## Excerpted text
Bitcoin's Sudden Jump to $64K Wipes Out $320 Million in Shorts

Bitcoin shot back to $64,000 in a sudden move this week, vaporizing roughly $320 million in short positions across the crypto market within a 15-minute window. The abrupt reversal from the year's lows caught bearish traders flat-footed, setting off a squeeze that rippled through leveraged positions on multiple exchanges.

The 15-minute squeeze

The move came fast. Bitcoin had been trading near its lowest point of 2026, with many traders betting on further downside. Instead, the price lurched upward, and liquidations cascaded through the system in less than a quarter of an hour. The bulk of the $320 million in forced closures hit short positions — traders who had bet the price would fall.

Why it mattered

Short squeezes of this size don't happen often, and when they do, they tend to reset market sentiment quickly. The $320 million figure covers the entire crypto derivatives market, but Bitcoin's price action was the trigger. For exchanges that handle leveraged trading, the event meant a sudden wave of position closures and margin calls.

## Dataset records
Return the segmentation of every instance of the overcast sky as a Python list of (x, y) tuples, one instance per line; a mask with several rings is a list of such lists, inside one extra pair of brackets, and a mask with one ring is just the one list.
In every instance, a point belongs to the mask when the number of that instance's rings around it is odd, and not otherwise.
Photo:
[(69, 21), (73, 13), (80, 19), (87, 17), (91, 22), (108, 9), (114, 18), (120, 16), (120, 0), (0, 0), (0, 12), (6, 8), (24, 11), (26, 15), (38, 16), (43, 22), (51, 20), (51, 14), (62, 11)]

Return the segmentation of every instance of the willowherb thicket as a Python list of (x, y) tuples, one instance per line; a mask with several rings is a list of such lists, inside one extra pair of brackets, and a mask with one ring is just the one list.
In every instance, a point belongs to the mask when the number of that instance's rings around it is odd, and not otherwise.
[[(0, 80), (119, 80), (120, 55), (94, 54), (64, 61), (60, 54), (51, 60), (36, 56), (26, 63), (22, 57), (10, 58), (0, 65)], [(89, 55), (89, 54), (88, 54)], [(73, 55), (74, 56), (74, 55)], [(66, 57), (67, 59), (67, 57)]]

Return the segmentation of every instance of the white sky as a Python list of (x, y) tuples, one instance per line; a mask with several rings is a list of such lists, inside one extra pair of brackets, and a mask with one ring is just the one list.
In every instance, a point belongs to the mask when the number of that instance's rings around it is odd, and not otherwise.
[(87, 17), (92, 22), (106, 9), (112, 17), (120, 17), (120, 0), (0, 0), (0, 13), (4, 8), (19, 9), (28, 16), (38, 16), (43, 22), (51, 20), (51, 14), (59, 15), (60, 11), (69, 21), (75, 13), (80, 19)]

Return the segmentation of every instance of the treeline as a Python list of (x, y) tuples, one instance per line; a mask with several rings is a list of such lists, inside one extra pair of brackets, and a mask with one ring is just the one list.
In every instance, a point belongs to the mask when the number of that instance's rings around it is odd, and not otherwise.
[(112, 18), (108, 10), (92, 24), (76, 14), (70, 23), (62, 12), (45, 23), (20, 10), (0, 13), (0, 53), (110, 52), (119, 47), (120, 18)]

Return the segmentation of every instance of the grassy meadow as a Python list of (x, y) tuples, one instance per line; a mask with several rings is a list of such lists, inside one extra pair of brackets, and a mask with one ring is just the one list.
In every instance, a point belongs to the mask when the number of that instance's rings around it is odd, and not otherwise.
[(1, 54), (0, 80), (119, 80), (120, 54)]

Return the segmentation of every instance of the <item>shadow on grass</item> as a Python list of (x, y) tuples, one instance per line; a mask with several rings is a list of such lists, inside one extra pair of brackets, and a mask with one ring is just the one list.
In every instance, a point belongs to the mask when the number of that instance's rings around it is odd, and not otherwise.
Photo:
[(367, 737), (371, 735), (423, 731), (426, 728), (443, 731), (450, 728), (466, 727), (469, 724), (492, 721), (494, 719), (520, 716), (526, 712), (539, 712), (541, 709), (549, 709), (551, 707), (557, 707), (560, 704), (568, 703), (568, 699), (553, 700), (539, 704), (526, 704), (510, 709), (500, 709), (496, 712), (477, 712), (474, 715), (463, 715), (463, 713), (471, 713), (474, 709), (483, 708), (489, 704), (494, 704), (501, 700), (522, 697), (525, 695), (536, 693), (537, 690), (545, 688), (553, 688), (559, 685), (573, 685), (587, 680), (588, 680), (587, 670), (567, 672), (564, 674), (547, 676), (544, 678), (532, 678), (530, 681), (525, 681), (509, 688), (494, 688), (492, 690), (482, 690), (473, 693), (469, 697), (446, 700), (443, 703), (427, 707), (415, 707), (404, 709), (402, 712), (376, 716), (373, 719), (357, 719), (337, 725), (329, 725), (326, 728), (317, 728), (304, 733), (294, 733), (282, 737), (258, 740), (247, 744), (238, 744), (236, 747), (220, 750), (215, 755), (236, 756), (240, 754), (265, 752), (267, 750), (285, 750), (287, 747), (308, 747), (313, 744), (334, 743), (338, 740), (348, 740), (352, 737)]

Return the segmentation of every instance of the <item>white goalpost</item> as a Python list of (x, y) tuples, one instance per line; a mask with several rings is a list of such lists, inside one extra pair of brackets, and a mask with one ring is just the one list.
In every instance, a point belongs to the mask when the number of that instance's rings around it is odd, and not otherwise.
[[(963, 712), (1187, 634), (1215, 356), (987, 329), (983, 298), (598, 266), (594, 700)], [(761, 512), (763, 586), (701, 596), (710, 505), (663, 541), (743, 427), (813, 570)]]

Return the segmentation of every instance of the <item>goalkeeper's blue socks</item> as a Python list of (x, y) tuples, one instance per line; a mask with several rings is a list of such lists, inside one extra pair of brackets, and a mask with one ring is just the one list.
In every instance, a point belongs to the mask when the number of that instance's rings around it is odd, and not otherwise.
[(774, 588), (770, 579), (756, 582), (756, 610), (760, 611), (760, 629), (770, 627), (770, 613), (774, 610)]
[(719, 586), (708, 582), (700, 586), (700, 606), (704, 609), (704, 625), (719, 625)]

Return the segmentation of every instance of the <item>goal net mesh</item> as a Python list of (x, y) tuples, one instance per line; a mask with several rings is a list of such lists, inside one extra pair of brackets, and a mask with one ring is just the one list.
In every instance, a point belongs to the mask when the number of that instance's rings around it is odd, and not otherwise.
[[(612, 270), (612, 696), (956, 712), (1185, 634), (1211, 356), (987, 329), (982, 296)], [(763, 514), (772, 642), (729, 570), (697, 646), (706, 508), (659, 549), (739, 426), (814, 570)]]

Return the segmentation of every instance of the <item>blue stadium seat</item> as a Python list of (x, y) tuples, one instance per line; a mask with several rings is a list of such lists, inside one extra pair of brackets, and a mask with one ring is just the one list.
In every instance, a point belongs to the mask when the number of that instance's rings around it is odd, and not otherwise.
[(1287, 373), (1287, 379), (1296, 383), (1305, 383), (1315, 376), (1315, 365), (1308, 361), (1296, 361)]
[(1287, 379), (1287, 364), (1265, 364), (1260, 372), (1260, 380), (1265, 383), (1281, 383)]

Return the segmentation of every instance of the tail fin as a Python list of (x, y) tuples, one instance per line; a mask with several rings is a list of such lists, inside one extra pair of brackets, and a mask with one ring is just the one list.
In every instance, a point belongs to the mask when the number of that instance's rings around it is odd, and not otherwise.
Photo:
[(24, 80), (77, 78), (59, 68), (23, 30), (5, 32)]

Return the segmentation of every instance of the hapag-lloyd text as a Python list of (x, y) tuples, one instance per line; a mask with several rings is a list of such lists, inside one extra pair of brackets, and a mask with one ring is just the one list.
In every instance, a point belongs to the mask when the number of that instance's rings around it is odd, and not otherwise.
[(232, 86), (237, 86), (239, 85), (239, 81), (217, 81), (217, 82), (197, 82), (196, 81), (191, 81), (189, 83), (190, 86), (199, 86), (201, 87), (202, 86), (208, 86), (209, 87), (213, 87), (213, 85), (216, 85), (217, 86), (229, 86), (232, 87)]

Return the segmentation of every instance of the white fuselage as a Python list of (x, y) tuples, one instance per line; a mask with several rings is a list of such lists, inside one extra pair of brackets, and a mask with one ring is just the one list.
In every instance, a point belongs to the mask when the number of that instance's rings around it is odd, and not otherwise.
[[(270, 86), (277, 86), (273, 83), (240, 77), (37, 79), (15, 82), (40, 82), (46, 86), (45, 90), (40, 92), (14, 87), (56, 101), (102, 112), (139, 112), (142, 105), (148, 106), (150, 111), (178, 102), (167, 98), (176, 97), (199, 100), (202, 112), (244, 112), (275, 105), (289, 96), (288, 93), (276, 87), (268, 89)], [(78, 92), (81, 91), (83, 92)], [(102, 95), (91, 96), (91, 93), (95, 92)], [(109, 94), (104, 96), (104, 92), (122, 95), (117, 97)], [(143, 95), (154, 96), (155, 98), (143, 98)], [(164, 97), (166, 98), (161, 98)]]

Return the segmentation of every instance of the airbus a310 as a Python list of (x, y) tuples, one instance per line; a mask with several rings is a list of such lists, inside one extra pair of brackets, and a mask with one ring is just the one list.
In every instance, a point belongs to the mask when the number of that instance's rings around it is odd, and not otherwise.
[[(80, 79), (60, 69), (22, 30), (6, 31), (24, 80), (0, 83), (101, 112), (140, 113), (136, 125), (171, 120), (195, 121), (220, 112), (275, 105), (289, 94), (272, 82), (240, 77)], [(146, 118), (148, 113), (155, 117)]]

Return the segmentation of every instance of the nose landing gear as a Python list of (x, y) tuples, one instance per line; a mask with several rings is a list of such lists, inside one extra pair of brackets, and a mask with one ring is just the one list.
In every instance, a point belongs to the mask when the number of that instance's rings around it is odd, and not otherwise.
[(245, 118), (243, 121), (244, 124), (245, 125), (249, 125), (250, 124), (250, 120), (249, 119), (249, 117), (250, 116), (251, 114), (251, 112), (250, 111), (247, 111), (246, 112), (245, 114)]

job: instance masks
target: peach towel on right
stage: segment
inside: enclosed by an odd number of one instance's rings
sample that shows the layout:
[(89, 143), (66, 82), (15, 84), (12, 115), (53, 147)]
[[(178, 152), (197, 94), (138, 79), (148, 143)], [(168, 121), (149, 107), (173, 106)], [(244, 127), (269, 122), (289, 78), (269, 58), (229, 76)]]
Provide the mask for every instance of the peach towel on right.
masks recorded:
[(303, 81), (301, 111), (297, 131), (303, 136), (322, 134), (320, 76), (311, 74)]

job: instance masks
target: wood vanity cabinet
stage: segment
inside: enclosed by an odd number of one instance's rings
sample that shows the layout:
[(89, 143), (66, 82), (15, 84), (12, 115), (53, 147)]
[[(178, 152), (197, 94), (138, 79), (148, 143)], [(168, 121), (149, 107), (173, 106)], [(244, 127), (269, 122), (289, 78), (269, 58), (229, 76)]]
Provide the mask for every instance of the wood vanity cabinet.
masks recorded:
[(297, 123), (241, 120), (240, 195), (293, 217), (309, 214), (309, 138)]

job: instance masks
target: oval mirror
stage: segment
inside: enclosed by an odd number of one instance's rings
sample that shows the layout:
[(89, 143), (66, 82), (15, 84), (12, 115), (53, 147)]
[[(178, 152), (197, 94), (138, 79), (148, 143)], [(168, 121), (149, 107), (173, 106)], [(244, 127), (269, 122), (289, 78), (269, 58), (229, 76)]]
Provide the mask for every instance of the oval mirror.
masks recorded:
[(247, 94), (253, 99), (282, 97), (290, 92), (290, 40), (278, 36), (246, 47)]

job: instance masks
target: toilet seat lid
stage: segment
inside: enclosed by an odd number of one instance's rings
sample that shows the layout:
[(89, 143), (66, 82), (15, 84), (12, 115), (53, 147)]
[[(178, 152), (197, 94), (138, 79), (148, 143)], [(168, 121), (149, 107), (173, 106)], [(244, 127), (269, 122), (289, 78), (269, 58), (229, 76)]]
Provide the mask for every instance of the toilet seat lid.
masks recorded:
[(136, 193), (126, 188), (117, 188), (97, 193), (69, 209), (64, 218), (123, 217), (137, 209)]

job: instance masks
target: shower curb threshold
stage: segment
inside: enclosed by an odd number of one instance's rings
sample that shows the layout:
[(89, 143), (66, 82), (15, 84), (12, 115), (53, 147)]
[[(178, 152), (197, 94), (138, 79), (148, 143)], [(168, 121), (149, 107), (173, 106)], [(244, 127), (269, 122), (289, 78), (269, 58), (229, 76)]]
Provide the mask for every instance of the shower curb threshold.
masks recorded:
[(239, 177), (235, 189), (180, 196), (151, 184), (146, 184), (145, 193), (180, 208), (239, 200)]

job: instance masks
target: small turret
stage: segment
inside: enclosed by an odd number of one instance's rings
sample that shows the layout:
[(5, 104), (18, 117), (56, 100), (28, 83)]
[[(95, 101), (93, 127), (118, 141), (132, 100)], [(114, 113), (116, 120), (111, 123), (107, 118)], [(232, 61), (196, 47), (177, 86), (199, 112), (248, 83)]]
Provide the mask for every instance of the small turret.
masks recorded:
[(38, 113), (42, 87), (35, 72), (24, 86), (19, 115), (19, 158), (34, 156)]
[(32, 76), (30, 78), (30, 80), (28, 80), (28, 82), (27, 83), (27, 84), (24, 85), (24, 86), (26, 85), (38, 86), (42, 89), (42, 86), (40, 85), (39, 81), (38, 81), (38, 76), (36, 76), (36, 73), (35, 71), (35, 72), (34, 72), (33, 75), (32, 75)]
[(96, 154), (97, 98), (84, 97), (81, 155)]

## Tasks to perform
1 - Transcribe the Bitcoin text from "The move came" up to and including "price would fall.".
2 - According to the Bitcoin text, how much in short positions was wiped out when the price jumped back to $64,000?
The material has no connection to the text about Bitcoin's jump.

## Task responses
1 -
The move came fast. Bitcoin had been trading near its lowest point of 2026, with many traders betting on further downside. Instead, the price lurched upward, and liquidations cascaded through the system in less than a quarter of an hour. The bulk of the $320 million in forced closures hit short positions — traders who had bet the price would fall.

2 - Roughly $320 million.